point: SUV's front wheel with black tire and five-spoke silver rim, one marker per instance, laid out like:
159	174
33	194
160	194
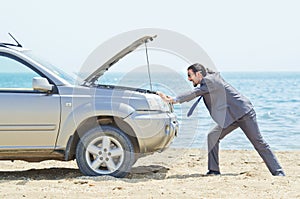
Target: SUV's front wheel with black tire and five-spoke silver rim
105	150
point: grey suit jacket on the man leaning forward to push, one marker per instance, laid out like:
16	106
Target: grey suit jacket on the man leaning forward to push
224	103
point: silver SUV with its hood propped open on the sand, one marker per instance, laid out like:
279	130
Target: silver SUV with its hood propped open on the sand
45	115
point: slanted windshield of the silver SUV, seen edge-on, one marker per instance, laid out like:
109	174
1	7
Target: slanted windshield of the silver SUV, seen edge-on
54	69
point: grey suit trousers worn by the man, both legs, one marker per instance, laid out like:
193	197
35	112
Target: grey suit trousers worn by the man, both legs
249	126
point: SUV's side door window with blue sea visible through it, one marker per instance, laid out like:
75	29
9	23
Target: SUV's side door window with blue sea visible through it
14	75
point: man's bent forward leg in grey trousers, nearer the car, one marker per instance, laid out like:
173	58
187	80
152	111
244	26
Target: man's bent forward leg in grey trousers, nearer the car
213	139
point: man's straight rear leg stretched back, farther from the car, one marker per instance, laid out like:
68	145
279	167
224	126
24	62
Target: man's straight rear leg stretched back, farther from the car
249	125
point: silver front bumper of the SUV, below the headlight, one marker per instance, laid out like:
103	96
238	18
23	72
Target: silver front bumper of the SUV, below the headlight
154	130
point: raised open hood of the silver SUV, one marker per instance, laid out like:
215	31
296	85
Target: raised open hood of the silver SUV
90	80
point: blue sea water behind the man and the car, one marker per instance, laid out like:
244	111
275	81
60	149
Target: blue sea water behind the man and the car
275	96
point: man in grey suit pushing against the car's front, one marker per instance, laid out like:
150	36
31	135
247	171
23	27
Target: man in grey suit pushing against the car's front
230	110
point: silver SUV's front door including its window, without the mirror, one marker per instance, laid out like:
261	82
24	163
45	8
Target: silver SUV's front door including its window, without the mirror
28	119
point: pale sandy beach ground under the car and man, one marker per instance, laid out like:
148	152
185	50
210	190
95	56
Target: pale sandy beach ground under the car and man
174	173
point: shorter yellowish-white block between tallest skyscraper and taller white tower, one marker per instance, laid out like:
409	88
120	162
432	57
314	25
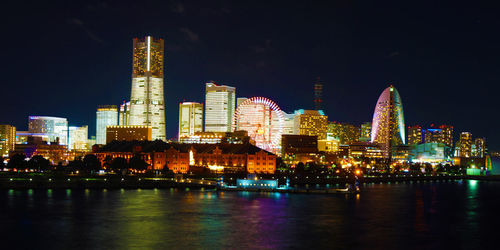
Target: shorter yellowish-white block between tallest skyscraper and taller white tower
190	118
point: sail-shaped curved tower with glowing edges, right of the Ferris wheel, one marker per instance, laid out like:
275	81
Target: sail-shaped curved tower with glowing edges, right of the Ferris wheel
388	127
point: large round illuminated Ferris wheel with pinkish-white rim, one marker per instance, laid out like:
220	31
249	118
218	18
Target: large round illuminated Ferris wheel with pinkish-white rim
263	120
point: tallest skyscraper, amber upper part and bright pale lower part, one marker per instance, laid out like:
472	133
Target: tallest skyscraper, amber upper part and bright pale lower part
147	107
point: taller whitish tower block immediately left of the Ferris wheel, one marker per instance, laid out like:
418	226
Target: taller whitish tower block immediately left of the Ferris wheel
219	107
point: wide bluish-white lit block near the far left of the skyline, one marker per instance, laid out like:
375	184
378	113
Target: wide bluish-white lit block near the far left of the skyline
55	129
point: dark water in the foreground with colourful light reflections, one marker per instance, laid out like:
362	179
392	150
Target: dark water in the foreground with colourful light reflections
417	215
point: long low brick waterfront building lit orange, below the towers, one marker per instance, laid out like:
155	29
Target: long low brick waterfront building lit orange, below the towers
181	158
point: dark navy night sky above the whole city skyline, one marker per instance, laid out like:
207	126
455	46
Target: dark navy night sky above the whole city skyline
65	58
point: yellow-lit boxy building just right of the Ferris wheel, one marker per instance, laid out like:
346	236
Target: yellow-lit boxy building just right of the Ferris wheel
311	122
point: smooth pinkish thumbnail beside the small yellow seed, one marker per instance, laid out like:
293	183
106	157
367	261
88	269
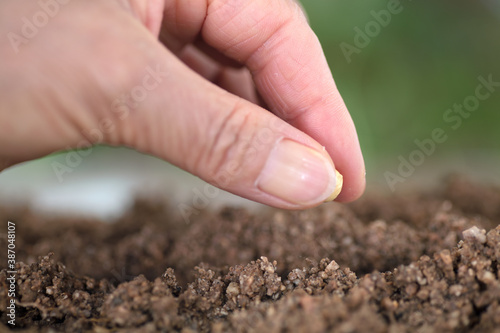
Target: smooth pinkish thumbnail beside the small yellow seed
298	174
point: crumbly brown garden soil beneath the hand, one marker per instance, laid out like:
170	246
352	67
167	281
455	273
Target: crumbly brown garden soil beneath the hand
418	263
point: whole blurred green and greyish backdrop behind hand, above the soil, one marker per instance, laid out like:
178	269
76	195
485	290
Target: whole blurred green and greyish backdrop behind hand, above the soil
397	78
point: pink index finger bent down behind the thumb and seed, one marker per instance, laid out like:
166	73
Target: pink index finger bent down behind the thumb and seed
273	39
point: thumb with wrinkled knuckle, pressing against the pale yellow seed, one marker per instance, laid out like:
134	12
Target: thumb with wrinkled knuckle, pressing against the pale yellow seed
227	141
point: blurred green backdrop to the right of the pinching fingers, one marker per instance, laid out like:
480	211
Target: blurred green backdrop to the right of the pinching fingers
399	86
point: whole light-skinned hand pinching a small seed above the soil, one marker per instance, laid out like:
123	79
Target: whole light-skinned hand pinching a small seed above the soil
236	79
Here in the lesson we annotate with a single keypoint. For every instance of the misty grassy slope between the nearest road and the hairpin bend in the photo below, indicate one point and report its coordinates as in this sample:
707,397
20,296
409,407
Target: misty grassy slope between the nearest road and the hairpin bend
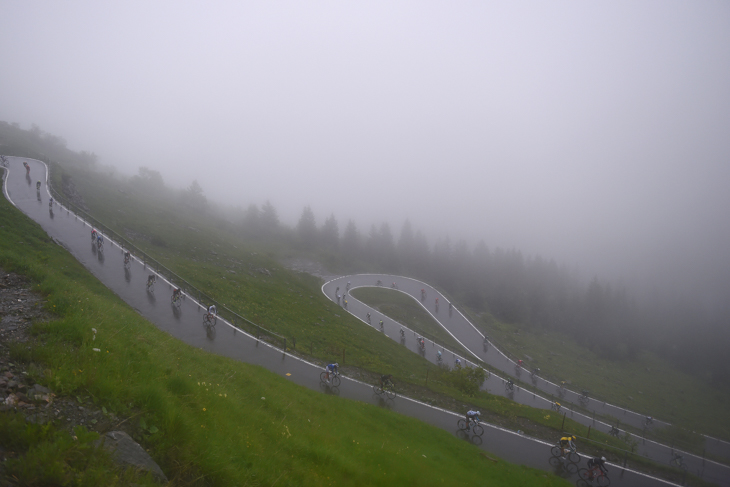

======

● INSTRUCTIONS FOR THE TASK
Go through the material line by line. Show each line that contains the string "misty".

● TASK SOLUTION
Here in the lesson we annotate with a single keypoint. For every instance of the misty grassy slope between the nearest road and the hairpin bend in the photo below, indicate one point and report its coordinates as in this sample:
Target: misty grassy slope between the nearest road and the hairpin bend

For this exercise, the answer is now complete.